--- Dataset entries ---
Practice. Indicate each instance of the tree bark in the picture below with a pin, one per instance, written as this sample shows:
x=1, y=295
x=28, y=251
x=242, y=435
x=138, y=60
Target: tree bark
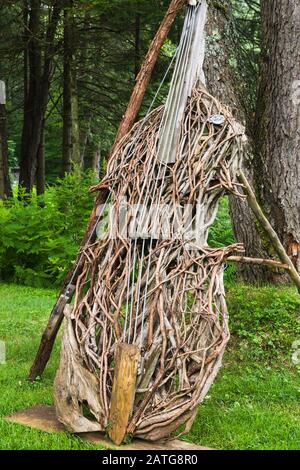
--
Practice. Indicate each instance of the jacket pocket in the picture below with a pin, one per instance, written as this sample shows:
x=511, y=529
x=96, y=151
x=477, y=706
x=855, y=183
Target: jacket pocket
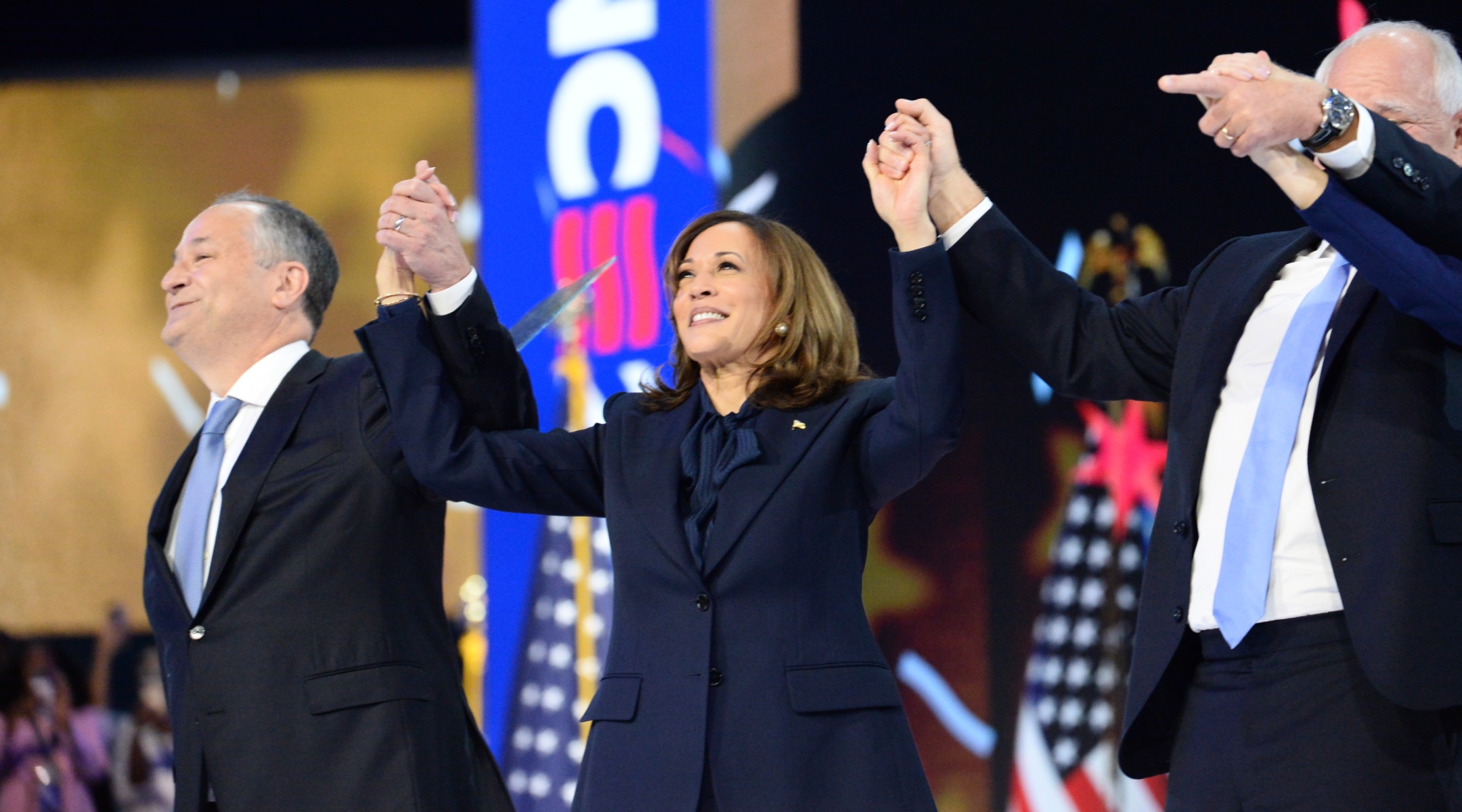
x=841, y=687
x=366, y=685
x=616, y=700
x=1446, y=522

--- What to produce ---
Copy out word for word the lines in the listing above, from the line with "Practice. Indicate each instance of the tree" to the line with "Target: tree bark", both included.

--- The response ---
Practice. Indicate each instance of the tree bark in the picture below with a pin, one per instance, written as this sample shows:
x=1, y=295
x=28, y=251
x=242, y=435
x=138, y=60
Target: tree bark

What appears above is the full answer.